### What to work on
Write out the entries verbatim and leave the images out of the copy.

### Records for this task
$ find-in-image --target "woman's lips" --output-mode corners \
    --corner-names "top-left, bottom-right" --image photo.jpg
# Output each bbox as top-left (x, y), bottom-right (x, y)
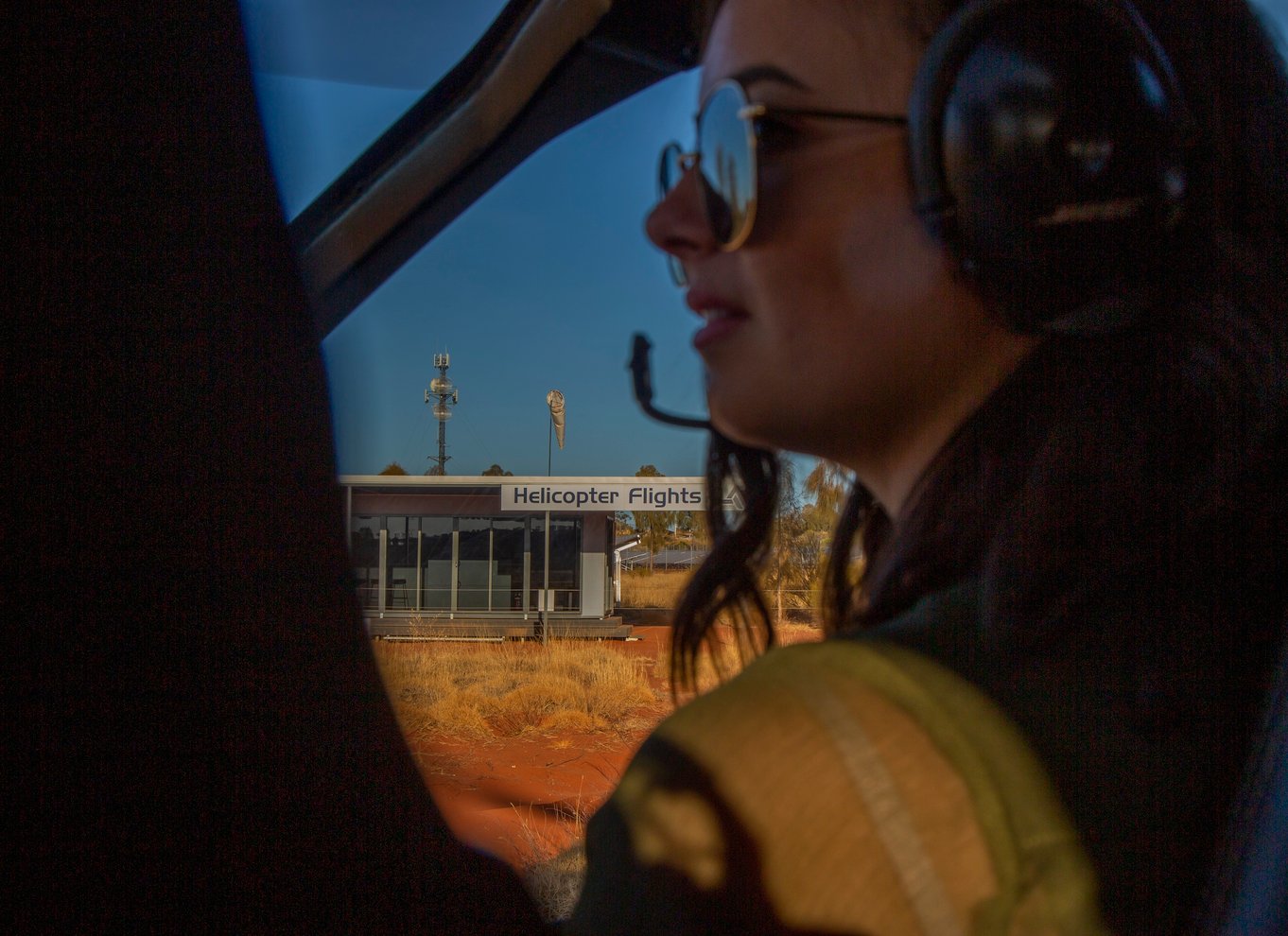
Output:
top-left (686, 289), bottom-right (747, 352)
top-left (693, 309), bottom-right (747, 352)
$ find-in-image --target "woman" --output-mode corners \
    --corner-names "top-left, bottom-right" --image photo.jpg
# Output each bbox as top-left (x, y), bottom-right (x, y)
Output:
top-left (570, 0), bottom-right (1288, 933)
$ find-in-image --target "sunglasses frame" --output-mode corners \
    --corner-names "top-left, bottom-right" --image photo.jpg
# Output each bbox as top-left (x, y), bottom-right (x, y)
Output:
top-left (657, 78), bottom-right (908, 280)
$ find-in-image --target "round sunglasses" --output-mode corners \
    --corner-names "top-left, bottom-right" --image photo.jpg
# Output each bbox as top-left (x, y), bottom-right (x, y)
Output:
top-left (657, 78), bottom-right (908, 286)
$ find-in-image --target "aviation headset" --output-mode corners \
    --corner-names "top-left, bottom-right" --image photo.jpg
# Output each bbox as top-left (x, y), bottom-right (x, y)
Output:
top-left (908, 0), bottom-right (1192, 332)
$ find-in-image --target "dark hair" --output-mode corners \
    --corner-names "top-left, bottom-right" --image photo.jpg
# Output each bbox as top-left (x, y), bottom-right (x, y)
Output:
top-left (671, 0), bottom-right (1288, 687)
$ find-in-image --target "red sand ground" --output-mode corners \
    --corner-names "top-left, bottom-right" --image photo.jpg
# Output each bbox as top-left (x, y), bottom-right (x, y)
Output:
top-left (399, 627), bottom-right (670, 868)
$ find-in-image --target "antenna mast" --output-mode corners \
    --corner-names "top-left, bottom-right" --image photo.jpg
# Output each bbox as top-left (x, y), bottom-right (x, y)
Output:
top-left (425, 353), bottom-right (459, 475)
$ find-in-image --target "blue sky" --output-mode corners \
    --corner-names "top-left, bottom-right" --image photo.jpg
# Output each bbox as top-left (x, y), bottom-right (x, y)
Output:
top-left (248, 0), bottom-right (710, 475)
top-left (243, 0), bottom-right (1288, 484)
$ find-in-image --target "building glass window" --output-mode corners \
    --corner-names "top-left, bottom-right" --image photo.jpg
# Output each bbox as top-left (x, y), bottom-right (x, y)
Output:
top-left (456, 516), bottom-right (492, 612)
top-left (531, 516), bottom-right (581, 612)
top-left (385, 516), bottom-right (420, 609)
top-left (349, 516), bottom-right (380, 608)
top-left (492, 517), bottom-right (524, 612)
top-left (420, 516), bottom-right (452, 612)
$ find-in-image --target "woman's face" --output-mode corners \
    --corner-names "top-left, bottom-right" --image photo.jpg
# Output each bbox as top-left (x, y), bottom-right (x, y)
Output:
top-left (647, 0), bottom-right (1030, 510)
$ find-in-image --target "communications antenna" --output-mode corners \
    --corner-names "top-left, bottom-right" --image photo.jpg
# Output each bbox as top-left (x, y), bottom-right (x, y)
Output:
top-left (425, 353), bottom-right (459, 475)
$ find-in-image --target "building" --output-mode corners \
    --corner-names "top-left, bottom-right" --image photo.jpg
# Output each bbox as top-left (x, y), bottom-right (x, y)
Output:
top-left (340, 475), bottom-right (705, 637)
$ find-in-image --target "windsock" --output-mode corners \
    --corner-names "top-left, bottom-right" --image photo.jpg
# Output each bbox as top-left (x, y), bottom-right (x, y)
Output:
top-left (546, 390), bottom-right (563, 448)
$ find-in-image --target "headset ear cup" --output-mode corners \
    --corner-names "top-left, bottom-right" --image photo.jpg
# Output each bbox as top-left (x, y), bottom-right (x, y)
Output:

### Final result
$ find-in-image --target "woman's lips" --output-mode corners \
    --corner-names "top-left, bottom-right" --image photo.jpg
# Output each bbox as top-left (x, y), bottom-right (x, y)
Output:
top-left (686, 289), bottom-right (747, 352)
top-left (693, 309), bottom-right (747, 352)
$ find-in-image --target "woman" --output-mode corners \
    --corner-names "top-left, bottom-right" --image photo.jpg
# Output each bbox as top-left (x, y), bottom-right (x, y)
Output:
top-left (570, 0), bottom-right (1288, 933)
$ find-in-image --target "sunglasses frame" --output-mode corners \
    --corner-names "top-left, bottom-right" --image photo.jpg
# Output each bbox as top-left (x, y), bottom-right (x, y)
Output:
top-left (657, 78), bottom-right (908, 280)
$ find-in-image --target "round sunglasses" --output-mode corners \
    --corner-names "top-left, bottom-right" --image photo.jpg
# Output each bbox as top-left (x, y), bottom-right (x, y)
Output:
top-left (657, 78), bottom-right (908, 286)
$ find-in-image --target "aviation headset" --output-mode corners \
    --corner-names "top-left, bottom-right" --image photo.jpg
# Output each bbox as top-left (x, y), bottom-right (x, y)
Output:
top-left (908, 0), bottom-right (1192, 332)
$ find-in-image --target "dark hair" --output-mode corners \
    --corner-names "top-left, bottom-right" --image photo.jpg
# Output each bbox as top-left (x, y), bottom-right (x, y)
Output:
top-left (671, 0), bottom-right (1288, 687)
$ find-in-image --target "red sand ground" --output-mode corners \
    --corner-names "top-left, bottom-right" --image photo.jpg
# Output each bbox as top-left (x, y), bottom-right (x, y)
Output:
top-left (399, 627), bottom-right (670, 868)
$ find-in-image --target "antenna mast" --output-mode corners \
    --corner-names "top-left, bottom-right" --image photo.jpg
# Output each bbox as top-left (x, y), bottom-right (x, y)
Output:
top-left (425, 353), bottom-right (459, 475)
$ find-in-image --target "blue sky" --output-mode corners \
    --corner-names "top-left, bottom-right" --image photo.jpg
# Output each bbox as top-left (x, y), bottom-right (x, y)
Output:
top-left (248, 0), bottom-right (710, 475)
top-left (243, 0), bottom-right (1288, 484)
$ find-in-image --target "building glass window" --output-mode corners \
    --corner-names "top-left, bottom-right" --image photo.jpg
# Output each bbox as top-left (x, y), bottom-right (x, y)
Output:
top-left (456, 516), bottom-right (492, 612)
top-left (531, 516), bottom-right (581, 612)
top-left (385, 516), bottom-right (420, 609)
top-left (349, 516), bottom-right (380, 608)
top-left (492, 517), bottom-right (524, 612)
top-left (420, 516), bottom-right (452, 612)
$ find-in-image --target "woman's face" --output-mode corners \
    --corner-names "top-left, bottom-right" --image photo.jpg
# Output each bbox as top-left (x, y), bottom-right (x, y)
Output:
top-left (647, 0), bottom-right (1030, 510)
$ find-in-image --target "communications antenna" --output-mode corners \
    --corner-names "top-left, bottom-right" --image photo.jpg
# Output each bbox as top-left (x, y), bottom-right (x, y)
Output:
top-left (425, 353), bottom-right (459, 475)
$ find-in-image --target "building" --output-mode corners \
    --corner-names "top-left, bottom-right" --image photo.jpg
# Output each bbox as top-left (x, y), bottom-right (x, y)
Output:
top-left (340, 475), bottom-right (705, 637)
$ find-in-image --target "windsock" --output-mode corners \
    --corner-names "top-left, bottom-right" --image photo.jpg
# Output each bbox as top-left (x, y), bottom-right (x, y)
Output:
top-left (546, 390), bottom-right (563, 448)
$ find-in-image --target "headset ear cup" --output-mode corners \
    --corner-names "top-left, bottom-right" --image photo.jpg
# Output each bbox as top-left (x, y), bottom-right (x, y)
Output:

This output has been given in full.